Raw data:
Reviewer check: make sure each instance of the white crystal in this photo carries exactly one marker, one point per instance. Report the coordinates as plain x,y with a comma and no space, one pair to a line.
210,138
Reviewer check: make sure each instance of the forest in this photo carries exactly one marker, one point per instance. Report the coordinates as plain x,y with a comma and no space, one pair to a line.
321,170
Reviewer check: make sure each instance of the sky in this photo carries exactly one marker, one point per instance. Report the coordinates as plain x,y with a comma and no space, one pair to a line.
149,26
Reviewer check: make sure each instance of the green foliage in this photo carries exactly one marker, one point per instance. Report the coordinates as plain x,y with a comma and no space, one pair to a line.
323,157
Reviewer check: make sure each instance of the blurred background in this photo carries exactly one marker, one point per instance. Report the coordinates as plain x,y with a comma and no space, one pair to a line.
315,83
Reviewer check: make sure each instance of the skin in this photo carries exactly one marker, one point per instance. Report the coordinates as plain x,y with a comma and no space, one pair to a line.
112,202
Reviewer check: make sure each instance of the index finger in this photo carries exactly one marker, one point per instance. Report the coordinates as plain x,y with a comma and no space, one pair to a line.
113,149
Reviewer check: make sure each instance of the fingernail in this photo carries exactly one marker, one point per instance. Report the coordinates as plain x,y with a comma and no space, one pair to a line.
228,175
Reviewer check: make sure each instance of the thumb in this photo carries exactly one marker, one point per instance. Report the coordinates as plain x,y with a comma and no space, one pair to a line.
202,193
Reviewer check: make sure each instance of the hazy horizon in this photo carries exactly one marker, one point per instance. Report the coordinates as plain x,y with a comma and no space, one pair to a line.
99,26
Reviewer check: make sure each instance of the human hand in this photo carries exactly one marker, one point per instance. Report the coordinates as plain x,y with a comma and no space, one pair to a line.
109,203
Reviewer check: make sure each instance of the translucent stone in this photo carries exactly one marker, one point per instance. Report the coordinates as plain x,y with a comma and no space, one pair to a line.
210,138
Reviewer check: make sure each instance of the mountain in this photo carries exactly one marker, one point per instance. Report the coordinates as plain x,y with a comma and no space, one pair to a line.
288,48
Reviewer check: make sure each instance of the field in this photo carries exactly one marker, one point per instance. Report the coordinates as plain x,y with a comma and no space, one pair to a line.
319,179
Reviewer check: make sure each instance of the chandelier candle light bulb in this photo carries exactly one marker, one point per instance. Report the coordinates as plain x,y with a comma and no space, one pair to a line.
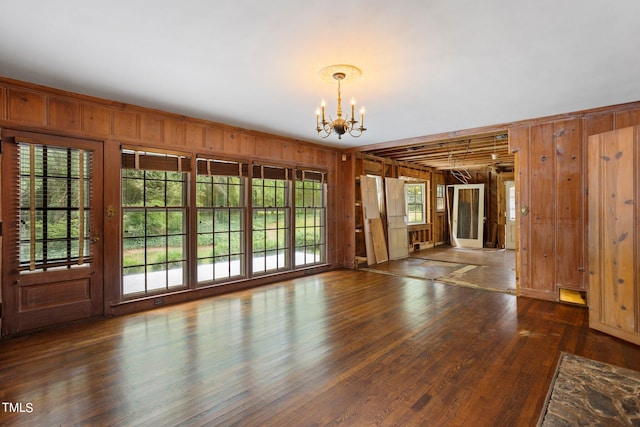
340,125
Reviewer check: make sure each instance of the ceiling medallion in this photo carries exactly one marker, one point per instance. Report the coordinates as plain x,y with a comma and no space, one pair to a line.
324,127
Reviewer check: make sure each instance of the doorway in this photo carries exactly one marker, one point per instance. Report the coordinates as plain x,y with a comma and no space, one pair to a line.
510,214
52,216
467,223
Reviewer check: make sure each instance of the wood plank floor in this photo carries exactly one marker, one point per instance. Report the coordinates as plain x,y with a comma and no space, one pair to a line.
492,269
339,348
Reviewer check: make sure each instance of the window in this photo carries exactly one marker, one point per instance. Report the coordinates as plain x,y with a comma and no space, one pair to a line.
221,217
440,197
55,186
416,203
154,212
310,227
271,220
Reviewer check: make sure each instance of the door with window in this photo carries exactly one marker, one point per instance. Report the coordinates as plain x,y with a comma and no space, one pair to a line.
467,224
52,229
510,214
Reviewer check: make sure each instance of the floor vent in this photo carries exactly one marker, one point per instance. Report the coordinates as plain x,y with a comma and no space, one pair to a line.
573,297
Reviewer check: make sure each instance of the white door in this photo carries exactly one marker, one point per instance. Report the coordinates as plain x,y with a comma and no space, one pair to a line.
467,225
396,219
371,211
510,214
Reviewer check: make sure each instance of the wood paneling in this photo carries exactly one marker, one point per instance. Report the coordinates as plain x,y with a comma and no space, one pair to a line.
26,107
64,114
624,119
614,278
125,124
3,102
96,120
151,128
551,182
569,205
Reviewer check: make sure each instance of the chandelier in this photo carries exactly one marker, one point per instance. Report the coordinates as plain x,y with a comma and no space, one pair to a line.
340,125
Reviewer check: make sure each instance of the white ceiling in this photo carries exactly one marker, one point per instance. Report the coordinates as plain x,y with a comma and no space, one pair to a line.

What this task involves:
Although the records contain pictures, the output must hold only their exact wording.

Reply to the task:
Reviewer check: make sure each instance of the white crystal in this photo carries exactly one marker, one point per instance. Report the coordinates as plain x,y with a comma and no space, one pair to a line.
210,138
Reviewer check: make sure each instance of the forest in this photo carries exactly one marker, one point per instance. Report the coordinates as plain x,y with a comma and no space, one pair to a line.
321,170
Reviewer check: make sure each instance of the sky in this photo carries exactly one marker, one point per instance. Report the coordinates as plain x,y with a comma and no space, one pair to a line.
149,26
Reviewer check: make sure each instance of the green foliage in this photo carries exactly one marker, one point per instance. Report the coordinates as plain x,y with a comma and no space, one pair to a line.
323,157
Reviewer check: make sure each instance of the blurred background in this photo carries exactly one marker, one point per instance. Report the coordinates as plain x,y with a comma and no space, one pair to a line.
315,83
Reviewer check: make sure each instance of the skin in this photo carries exactly one marker, one point per instance. Report the coordinates as plain x,y with a comma and no space, one pair to a line.
112,202
Reviewer check: make sure each instance of the index finger in this photo carries exactly one marker, one point per instance. Report the coordinates as plain x,y with a comma and no space, one pair to a line.
113,149
Reviewer check: make sure each instance of the fingernail in this photo carries exactly one marker, one point per instance. Report the coordinates as plain x,y with a comma and no space, one pair to a line.
228,175
Reviewer check: make sure each instance of the thumb in this photo carries exactly one marker, one point per instance. Report the coordinates as plain x,y with a comma and no space, one pair to a line.
202,193
Reviewer check: make sure each instance of the hazy horizon in this photo carries exactly one marker, one point per instance. Report the coordinates as plain x,y with a comma and no space, one pair to a line.
99,26
Reviewer check: make sure each instance of the human hand in this photo carries exactly one marker, one point per instance. Report the coordinates as plain x,y with a comma and no space, one pair to a line.
109,203
Reviewer check: make sure each instance of the translucent stone in this photo carries exactly one marker, one point per instance. Report the coordinates as plain x,y with a comma and no space, one pair to a line.
210,138
Reviewer check: make sure each instance of the mountain in this photo carries exactly one marker, one point per instance. Report the coordinates as plain x,y with a comma and no space, one pair to a line.
288,48
Reviewer check: make sure each instance of the field in this photo carries exactly one marker, one point per instance. Report the coordinates as plain x,y with a comma and no space, one pair to a line.
319,179
Reviewer check: make sure each instance of the chandelier candle light bulb in this photo carries exactly one marker, one point per instance. Report the coordinates as plain x,y with a comma and no space, one pair to a line.
340,125
Reviewer check: make sure each instance of the ceiling medallion in this photo carries exactly one marker, one point per instance. Report the coordinates as plain x,y with a comma and no space, one pair to a line.
324,127
Reviewer check: make sure each instance of the doorway in this photo carries exactly one marker, one point per instance. Report the coordinates as plain x,y with a comma and no space, one pair to a line.
510,214
52,216
467,223
Reviewer check: make sure each instance of the wood plank floor in this photo carries exactly one marker, one point per instance. Report the coordinates as plain x,y with a comma and no space, one pair to a line.
492,269
339,348
Reviewer check: make sure each instance of the window in this photo carries exactly one marker, one point per instance. Report the coordinates as plain x,y with a comma and no space, one pair to a line.
221,217
440,197
55,186
416,203
154,212
310,227
271,220
Reviewer check: make sure each instance of the door with window in this photo carries exactly one marker, one point per instance. Report the coordinates as plain x,y with a comma and no space, one pair to a line.
467,224
52,229
510,214
Reviewer check: make sure each instance of the floor vent in this photo carries exactly one marker, one point per instance. Report the coordinates as plain x,y with a comma and no space, one pair to a line.
573,297
Reviewer check: make sure each instance of the white door in this photo carries exactly one marker, one point per instance. Report the coordinates as plain x,y with a comma and no space, one pair to a line.
467,225
396,219
371,211
510,214
Reviewer check: make sure each instance of the wood paneling in this photo carries exactly one marker, one point per instance. Report the coordinates as plain x,y with a comma and no space, one pair to a line.
26,107
64,114
624,119
614,278
125,124
3,102
96,120
151,128
551,182
569,205
Reviewer check: make sure each instance of the chandelier in this photo carries exactly one marker, one point per instance. Report the coordinates as plain x,y with a comma and no space, one pair to a line.
340,125
Reviewer check: make sure each instance of the white ceiling in this photo carries exactly one marker, one point per instance. Report the coordinates as plain x,y with a comma and no space, one pair to a line.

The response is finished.